_INPUT FOR THIS TASK:_
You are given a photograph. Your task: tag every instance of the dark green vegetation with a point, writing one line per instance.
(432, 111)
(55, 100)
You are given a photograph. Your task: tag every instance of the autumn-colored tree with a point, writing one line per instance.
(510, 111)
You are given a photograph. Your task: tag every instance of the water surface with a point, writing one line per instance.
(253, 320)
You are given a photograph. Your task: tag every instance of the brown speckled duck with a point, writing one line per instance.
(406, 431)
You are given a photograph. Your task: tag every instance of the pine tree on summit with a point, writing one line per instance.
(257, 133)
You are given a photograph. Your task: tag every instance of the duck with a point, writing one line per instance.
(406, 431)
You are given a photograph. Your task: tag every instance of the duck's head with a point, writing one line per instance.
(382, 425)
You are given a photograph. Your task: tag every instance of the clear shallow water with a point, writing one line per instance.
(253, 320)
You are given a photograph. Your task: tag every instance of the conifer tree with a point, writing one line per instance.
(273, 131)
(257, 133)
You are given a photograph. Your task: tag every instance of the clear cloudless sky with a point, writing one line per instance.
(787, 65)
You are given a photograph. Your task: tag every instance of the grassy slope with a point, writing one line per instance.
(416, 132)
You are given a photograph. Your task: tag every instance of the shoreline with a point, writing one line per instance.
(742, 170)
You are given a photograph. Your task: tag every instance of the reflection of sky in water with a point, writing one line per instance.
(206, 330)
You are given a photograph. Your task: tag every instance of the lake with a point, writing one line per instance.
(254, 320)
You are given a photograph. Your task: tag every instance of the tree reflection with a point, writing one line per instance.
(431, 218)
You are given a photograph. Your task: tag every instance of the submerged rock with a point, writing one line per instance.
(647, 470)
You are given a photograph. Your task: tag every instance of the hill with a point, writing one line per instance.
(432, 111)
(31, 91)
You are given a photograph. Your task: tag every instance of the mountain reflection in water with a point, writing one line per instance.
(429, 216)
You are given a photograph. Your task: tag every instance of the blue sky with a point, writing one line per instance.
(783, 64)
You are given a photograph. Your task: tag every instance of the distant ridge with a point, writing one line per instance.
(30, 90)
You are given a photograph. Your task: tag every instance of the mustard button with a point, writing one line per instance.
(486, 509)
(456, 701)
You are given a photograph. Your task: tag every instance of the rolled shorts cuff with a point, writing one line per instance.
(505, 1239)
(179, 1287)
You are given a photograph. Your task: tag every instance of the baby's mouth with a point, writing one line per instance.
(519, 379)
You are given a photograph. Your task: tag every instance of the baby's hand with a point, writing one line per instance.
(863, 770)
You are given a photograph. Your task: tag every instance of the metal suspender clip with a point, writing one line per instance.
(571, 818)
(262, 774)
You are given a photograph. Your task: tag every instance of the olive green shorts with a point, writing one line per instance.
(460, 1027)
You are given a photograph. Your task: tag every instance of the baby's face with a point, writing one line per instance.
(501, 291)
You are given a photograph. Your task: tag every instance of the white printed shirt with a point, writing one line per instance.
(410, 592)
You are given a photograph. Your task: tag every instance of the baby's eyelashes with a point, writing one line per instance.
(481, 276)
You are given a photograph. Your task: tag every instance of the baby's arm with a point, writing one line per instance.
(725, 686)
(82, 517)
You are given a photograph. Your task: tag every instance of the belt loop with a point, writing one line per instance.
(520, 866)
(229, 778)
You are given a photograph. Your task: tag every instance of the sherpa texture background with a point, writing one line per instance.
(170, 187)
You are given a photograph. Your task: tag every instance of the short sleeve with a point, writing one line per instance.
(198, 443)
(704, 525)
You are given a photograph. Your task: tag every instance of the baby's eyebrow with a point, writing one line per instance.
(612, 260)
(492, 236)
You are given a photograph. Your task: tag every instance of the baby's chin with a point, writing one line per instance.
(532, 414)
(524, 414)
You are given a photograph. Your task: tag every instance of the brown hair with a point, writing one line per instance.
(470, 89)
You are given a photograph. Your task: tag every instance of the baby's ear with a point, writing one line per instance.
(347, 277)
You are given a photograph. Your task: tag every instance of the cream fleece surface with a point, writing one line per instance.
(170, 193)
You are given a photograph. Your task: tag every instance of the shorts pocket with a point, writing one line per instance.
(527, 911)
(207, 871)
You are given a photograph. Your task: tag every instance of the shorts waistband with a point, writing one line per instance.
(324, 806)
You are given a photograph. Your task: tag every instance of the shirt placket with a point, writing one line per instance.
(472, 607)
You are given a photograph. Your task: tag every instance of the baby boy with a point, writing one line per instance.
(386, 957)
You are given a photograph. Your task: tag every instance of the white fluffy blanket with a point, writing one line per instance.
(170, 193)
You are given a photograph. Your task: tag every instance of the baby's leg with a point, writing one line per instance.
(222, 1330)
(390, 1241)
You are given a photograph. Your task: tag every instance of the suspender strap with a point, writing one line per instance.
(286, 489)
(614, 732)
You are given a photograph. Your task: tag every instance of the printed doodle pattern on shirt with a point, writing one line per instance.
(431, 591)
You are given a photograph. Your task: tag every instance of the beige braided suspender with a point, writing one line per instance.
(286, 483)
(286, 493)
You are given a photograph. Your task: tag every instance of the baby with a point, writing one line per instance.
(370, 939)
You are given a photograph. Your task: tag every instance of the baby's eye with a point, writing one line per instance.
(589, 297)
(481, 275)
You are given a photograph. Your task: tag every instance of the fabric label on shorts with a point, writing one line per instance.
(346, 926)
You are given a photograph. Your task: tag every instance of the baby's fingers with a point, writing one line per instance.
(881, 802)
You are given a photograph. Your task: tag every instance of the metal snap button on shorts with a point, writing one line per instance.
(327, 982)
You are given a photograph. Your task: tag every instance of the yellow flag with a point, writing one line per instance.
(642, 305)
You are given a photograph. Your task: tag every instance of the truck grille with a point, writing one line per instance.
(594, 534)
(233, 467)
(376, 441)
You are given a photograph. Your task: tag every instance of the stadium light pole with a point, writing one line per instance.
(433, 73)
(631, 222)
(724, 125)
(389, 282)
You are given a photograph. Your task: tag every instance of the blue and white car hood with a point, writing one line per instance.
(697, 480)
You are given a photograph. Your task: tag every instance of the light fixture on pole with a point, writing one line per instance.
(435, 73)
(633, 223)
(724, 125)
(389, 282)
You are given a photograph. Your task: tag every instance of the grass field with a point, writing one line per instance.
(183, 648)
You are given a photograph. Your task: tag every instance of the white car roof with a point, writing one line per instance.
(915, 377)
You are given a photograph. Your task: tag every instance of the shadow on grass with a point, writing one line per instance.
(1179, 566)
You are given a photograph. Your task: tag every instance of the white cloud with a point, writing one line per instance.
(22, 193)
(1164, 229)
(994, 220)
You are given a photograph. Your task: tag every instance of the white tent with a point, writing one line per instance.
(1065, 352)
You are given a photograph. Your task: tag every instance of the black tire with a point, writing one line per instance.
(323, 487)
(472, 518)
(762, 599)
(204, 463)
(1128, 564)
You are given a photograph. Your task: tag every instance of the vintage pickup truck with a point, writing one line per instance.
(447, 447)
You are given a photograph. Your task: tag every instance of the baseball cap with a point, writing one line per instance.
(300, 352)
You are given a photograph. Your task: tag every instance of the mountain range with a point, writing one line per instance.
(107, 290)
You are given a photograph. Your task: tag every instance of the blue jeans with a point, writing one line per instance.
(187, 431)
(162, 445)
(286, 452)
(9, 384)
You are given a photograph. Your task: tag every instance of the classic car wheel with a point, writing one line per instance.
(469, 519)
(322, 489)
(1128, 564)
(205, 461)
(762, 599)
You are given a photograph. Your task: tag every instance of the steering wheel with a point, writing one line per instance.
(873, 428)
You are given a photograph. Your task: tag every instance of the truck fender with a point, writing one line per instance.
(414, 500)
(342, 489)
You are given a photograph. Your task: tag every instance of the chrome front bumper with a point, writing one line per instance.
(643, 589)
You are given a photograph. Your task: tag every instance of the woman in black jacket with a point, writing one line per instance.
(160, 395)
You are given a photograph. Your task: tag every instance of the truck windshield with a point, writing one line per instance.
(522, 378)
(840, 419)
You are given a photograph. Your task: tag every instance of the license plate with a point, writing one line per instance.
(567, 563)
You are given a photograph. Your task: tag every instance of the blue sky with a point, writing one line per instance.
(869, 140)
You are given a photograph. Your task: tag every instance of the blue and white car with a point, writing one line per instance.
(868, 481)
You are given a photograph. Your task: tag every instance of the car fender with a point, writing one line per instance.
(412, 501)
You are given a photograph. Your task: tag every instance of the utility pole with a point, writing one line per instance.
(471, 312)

_WORK TO BE COMPLETED:_
Please write out the entries again, starting with the line containing "the white cloud" and going on through the line containing "(1065, 352)". Replace "tag" with "mark" and leave everything else unchanged.

_OUTPUT BELOW:_
You are given a photograph. Your task: mark every instance of the white cloud with a point, writing one line per instance.
(22, 193)
(1164, 229)
(994, 220)
You are given a photograph. Your task: mark every instance of the white tent with a point, writing one line per instance.
(1065, 352)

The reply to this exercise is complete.